GCD test

In compiler theory, a greatest common divisor test (GCD test) is the test used in study of loop optimization and loop dependence analysis to test the dependency between loop statements.

Description

A greatest common divisor (GCD) test is a test used in computer science compiler theory to study of loop optimization and loop dependence analysis to test the dependency between loop statements.

Use

Whenever a sequential loop like for loop is made to be parallel so that it can be executed on more than one processor—as in case of grid computing or cluster computing—then certain dependencies (e.g., testing the flow (true) dependence of a statement) are checked to know whether the loop can be parallelized. According to this test, by comparing the indices of two arrays present in two or more statements, it can be calculated whether it is legal to parallelize the loop or not.

Rationale

Theorem

A linear Diophantine equation

 a1*x1 + a2*x2 +... + an*xn =c

has an integer solution x1, x2,..., xn iff GCD (a1,a2,.., an) divides c.

E.g.

 2*x1 -2*x2 =1

GCD(2,-2) =2, 2 cannot divide 1. So, there is no integer solution for the equation above.

Dependency analysis

It is difficult to analyze array references in compile time to determine data dependency (whether they point to same address or not). A simple and sufficient test for the absence of a dependence is the greatest common divisor (GCD) test. It is based on the observation that if a loop carried dependency exists between X[a*i + b] and X[c*i + d] (where X is the array; a, b, c and d are integers, and i is the loop variable), then GCD (c, a) must divide (d – b). The assumption is that the loop must be normalized – written so that the loop index/variable starts at 1 and gets incremented by 1 in every iteration. For example, in the following loop, a=2, b=3, c=2, d=0 and GCD(a,c)=2 and (d-b) is -3. Since 2 does not divide -3, no dependence is possible.

** Raw records **
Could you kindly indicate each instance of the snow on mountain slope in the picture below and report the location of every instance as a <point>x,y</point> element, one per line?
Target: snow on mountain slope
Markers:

--

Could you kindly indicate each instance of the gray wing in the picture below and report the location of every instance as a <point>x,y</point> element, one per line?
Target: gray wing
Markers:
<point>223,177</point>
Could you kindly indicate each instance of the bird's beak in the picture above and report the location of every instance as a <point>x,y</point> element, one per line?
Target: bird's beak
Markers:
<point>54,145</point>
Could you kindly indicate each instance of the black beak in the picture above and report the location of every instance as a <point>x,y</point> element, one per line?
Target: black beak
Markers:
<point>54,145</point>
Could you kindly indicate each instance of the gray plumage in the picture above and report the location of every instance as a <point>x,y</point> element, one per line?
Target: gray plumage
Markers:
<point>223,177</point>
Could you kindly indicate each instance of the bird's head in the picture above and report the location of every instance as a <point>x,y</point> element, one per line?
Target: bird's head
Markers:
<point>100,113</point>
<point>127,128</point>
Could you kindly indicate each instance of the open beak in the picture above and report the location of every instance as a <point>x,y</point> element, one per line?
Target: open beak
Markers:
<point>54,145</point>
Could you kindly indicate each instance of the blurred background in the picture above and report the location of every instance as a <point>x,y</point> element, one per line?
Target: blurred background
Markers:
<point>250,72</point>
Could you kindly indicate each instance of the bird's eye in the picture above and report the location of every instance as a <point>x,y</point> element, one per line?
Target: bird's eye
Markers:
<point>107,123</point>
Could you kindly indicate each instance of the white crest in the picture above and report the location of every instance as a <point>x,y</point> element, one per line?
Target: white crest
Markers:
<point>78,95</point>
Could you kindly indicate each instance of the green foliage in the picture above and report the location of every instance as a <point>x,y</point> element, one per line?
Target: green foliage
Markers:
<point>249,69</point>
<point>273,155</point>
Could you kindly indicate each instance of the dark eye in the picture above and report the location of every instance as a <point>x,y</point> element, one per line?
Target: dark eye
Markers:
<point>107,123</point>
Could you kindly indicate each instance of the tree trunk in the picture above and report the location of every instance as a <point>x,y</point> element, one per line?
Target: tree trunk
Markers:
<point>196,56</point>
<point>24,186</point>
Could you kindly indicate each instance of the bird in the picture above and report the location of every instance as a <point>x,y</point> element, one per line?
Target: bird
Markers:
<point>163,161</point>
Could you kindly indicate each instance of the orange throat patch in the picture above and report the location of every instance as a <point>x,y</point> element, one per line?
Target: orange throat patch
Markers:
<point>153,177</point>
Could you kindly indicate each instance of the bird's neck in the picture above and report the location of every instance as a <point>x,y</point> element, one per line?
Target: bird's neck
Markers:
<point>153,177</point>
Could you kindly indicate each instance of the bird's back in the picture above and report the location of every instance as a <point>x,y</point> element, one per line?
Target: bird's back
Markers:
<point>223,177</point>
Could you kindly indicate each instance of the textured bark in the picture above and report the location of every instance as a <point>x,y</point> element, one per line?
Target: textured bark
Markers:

** Stated goal 1 **
Please rewrite the paragraph in the GCD test text that begins "Whenever a sequential loop" as a short bulleted list that keeps its main facts.
** Stated goal 2 **
Write out the part of the GCD test text starting with "has an integer" and going on through "the equation above.".

** Task solution 1 **
- A sequential loop, such as a for loop, can be made parallel so it runs on more than one processor, as in grid or cluster computing.
- Before this, certain dependencies are checked to see whether the loop can be parallelized. One example is the flow (true) dependence of a statement.
- The GCD test compares the indices of two arrays in two or more statements.
- This comparison shows whether parallelizing the loop is legal.

** Task solution 2 **
has an integer solution x1, x2,..., xn iff GCD (a1,a2,.., an) divides c.

E.g.

 2*x1 -2*x2 =1

GCD(2,-2) =2, 2 cannot divide 1. So, there is no integer solution for the equation above.